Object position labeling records
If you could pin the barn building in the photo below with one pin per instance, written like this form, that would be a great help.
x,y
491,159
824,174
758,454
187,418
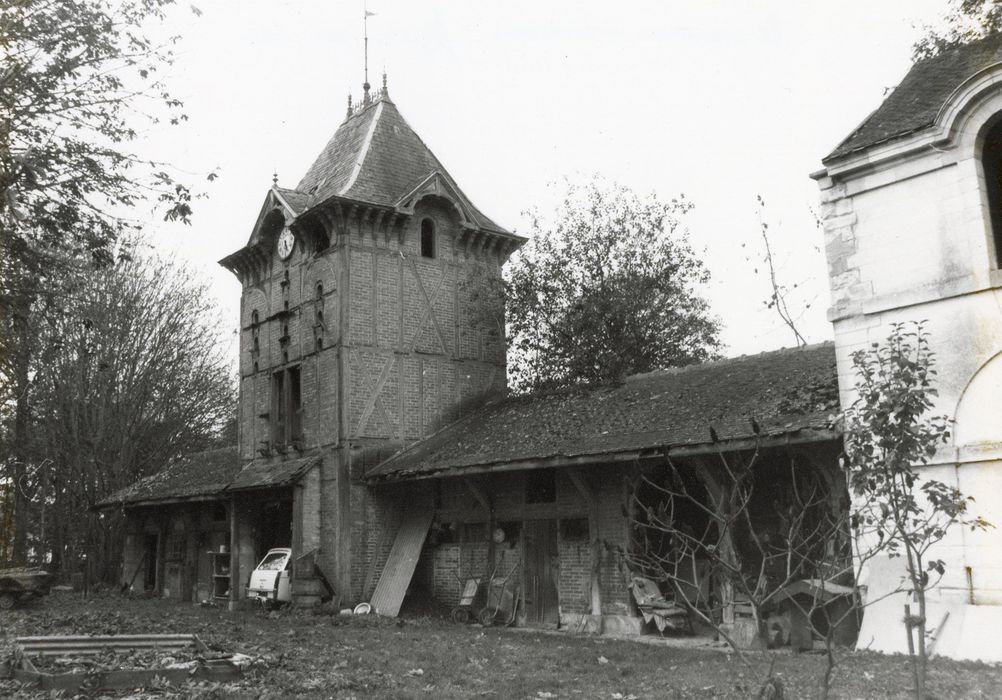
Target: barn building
x,y
376,438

EXERCISE AIM — Update the records by replacing "barn building" with "farmhouse" and keeping everything else the same. Omit the pictures from your answer.

FINISHED EXERCISE —
If you could pin the farmhouse in the photo below with one pin per instance, written like this form, that would be a great help.
x,y
491,159
824,174
758,454
187,418
Target: farmhouse
x,y
376,438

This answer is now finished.